**INFORMATION GIVEN**
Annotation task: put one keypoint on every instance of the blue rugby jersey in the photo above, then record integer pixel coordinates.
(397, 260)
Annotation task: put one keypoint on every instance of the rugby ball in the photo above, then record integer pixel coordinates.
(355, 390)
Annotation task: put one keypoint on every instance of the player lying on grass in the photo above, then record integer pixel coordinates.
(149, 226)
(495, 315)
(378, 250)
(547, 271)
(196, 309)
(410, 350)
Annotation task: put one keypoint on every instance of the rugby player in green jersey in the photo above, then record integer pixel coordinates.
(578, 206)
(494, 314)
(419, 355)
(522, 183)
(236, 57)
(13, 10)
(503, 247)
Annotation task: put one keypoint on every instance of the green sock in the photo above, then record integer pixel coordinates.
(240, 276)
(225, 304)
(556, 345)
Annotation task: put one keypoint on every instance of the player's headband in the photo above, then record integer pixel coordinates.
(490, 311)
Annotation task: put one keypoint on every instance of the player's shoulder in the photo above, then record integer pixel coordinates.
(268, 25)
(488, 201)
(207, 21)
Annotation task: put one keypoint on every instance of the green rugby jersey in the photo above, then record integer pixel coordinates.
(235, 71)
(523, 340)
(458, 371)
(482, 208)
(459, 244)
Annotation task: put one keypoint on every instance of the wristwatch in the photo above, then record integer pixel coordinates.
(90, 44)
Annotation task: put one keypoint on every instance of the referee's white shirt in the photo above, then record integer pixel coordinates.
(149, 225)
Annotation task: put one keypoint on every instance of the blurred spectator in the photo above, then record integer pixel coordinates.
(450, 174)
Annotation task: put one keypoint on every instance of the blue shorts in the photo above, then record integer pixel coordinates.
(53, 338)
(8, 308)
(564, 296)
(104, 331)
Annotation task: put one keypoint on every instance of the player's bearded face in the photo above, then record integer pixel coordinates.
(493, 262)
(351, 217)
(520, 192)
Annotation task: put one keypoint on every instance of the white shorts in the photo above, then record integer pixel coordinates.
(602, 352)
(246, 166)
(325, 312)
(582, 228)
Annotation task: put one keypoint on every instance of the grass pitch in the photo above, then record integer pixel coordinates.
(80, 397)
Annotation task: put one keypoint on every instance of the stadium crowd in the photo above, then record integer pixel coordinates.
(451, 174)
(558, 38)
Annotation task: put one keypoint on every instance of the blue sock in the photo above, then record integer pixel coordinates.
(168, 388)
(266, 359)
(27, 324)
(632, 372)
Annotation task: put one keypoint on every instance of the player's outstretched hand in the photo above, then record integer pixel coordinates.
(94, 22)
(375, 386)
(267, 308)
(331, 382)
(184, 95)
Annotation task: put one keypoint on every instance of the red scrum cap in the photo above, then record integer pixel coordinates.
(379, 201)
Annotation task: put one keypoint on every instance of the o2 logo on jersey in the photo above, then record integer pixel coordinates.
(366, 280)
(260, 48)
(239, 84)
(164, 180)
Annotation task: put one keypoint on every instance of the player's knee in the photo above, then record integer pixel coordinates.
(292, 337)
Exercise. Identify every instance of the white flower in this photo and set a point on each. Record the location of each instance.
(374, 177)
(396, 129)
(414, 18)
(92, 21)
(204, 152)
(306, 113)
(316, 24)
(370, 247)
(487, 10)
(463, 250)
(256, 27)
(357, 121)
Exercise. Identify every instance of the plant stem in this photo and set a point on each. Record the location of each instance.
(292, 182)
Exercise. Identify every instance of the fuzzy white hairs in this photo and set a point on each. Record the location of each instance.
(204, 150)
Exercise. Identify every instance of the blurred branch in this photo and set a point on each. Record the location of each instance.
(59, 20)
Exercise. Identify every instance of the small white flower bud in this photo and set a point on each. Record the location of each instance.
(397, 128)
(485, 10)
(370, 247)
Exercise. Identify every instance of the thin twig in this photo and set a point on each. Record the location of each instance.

**WHAT THE EXERCISE ASKS**
Would you reproduce the whole listing exactly as it stands?

**ANSWER SPACE**
Annotation task: put one keypoint on every instance of the blue rugby jersey in the photo above, then record integer pixel coordinates.
(397, 260)
Annotation task: put one keypoint on every instance of the rugby ball in the photo above, then record integer pixel coordinates.
(355, 390)
Annotation task: put one keypoint on every instance of the player lying on grass in the photo above, then record integer pixel coordinates.
(149, 226)
(495, 315)
(378, 250)
(547, 271)
(196, 309)
(410, 350)
Annotation task: put one keypoint on every instance of the rugby player in green jersey in the photo above, then record integer pixel coordinates.
(578, 206)
(494, 314)
(419, 355)
(522, 183)
(236, 57)
(13, 10)
(503, 247)
Annotation task: put one keypoint on every instance of the green sock in the photo above, then record integer pixel coordinates.
(240, 276)
(225, 304)
(556, 345)
Annotation task: put one keypoint on every instance of the player's headband in the photo above, then record integer pixel coordinates.
(490, 311)
Annotation task: put one keypoint on every instance of the player's shoulder in the photo above, then record integer pixel coordinates.
(268, 25)
(488, 201)
(207, 21)
Annotation task: put one keypoint on every instance of the green rugby jersey in the photo above, then record integer pixel coordinates.
(235, 71)
(523, 340)
(458, 371)
(482, 208)
(459, 244)
Annotation task: put one keypoint on every instance of the wristwatch in the photo above, then record integer pixel coordinates.
(90, 44)
Annotation task: put one keypoint on every instance of the referee's white shirt in the photo above, then record integer pixel coordinates.
(149, 225)
Annotation task: put one keypoint on every instance of the blurred spectator in the photo above, then record integer pixel coordinates.
(450, 174)
Annotation task: put one keypoint on every instance of the blue shorts in the photo above, then record integer pixel coordinates.
(53, 338)
(8, 308)
(564, 296)
(104, 331)
Annotation task: put one keypoint on every instance of the player's bearded face in the photo above, then record integer pixel coordinates.
(493, 262)
(351, 217)
(520, 192)
Annotation task: put one keypoint on every instance of the white shorts in the photo above, then record integer pixel coordinates.
(602, 352)
(246, 166)
(325, 312)
(582, 228)
Annotation task: put one keypoint on every instance of the grass pitch in the photo above, then record integer pixel coordinates.
(80, 397)
Annotation task: put one keypoint on every instance of the stadium crowd in the photo above, then record integer pixel coordinates.
(451, 174)
(558, 38)
Annotation task: put one keypoint on every instance of the blue sock in the photo above, then record integer pixel coordinates.
(168, 388)
(266, 359)
(27, 324)
(632, 372)
Annotation task: put one keypoint on every instance of the player's outstretched hand in the photo above, then record integer pixel coordinates.
(94, 22)
(375, 386)
(267, 308)
(331, 382)
(184, 95)
Annotation task: put one keypoint on every instance of the red scrum cap in the photo above, then record integer pixel coordinates.
(379, 201)
Annotation task: put one keypoint on every instance of the o2 logo on jersey in the photo above, then record integer pixel coordinates.
(366, 280)
(260, 48)
(239, 84)
(164, 180)
Annotation task: put one keypoint on every instance of the player's knee in the photo above, then record integer pixel coordinates.
(292, 337)
Exercise. Identify every instance of the white flower in this photo and set a point on each. Record the location of each instance.
(374, 177)
(396, 129)
(414, 18)
(92, 21)
(204, 152)
(306, 113)
(316, 24)
(370, 247)
(487, 10)
(463, 250)
(256, 27)
(357, 121)
Exercise. Identify every instance of the plant stem in this photo and set a point on each. Record the location of each instance.
(292, 182)
Exercise. Identify every instance of the fuzzy white hairs in this photo and set a point on each. Record the location of each instance.
(204, 150)
Exercise. Identify every instance of the blurred branch in this photo and set a point on each. Record the location of each instance.
(59, 20)
Exercise. Identify every instance of the small white flower bud in this photo and set a point on each. Record the location of each instance.
(397, 128)
(485, 10)
(370, 247)
Exercise. Identify every instance of the thin twig in this photo and set a point on each. Record the location of each instance.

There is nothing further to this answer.